The input: Begin
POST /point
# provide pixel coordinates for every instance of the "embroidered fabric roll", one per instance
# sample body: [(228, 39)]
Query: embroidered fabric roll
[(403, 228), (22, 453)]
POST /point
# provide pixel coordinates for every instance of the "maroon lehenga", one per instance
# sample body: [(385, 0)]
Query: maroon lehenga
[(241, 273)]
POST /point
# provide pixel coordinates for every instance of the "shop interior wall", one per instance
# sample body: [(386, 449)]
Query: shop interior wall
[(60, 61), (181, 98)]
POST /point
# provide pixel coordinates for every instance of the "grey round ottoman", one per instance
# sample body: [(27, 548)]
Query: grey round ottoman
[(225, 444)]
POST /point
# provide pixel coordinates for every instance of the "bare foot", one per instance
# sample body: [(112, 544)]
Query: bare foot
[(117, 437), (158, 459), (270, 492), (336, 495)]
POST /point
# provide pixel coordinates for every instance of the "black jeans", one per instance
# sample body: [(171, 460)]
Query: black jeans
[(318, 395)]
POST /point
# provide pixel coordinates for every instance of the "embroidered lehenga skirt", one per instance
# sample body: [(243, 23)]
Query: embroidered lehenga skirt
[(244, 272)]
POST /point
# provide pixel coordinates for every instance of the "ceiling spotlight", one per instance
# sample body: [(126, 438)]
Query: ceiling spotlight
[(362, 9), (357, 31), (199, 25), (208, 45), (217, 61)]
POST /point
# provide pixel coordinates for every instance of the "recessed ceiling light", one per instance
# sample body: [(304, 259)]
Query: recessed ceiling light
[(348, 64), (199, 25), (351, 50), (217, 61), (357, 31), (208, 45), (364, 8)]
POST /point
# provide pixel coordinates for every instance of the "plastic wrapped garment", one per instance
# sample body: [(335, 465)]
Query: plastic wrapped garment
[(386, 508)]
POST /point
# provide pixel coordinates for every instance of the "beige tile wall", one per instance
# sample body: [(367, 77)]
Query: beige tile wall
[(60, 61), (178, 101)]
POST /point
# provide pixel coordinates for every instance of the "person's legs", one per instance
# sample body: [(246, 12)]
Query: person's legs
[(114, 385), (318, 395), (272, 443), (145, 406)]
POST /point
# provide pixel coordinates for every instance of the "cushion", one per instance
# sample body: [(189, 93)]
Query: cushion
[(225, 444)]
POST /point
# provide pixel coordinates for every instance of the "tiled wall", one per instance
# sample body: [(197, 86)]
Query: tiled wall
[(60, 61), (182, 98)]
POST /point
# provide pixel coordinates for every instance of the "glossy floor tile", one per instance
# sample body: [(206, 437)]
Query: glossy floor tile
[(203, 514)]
The input: End
Brief:
Copy out the line holding "# sample body: [(304, 259)]". Then copy every later line of the data, unchanged, through the last one.

Answer section:
# sample body: [(304, 259)]
Query: recessed ceiling light
[(348, 64), (199, 25), (351, 50), (217, 61), (357, 31), (208, 45), (364, 8)]
POST /point
# provide pixel coordinates for every instance of the "plastic wrapped garment", one per instance
# sample body: [(335, 465)]
Query: plastic wrapped garment
[(386, 508)]
POST /point
# provide pixel coordinates for every instance of the "beige tile wall", one per instance
# sample body: [(367, 77)]
Query: beige tile wall
[(60, 61), (178, 101)]
POST /point
# provide pixel coordinates for every instance of the "person's legs", one per instance
# sample body: [(246, 12)]
Query: person's legs
[(114, 385), (318, 395), (272, 443), (145, 406)]
POST /point
# provide pixel coordinates for every instance of the "cushion", one per instance
# sample body: [(189, 93)]
Query: cushion
[(225, 444)]
POST /point
# provide pixel coordinates for every instance of the "tiled wall", one per instance
# sample body: [(197, 86)]
Query: tiled wall
[(60, 61), (182, 98)]
POST /point
# provide pixel coordinates for every instance of the "glossy floor tile", one per instance
# sample body: [(206, 437)]
Query: glossy floor tile
[(203, 514)]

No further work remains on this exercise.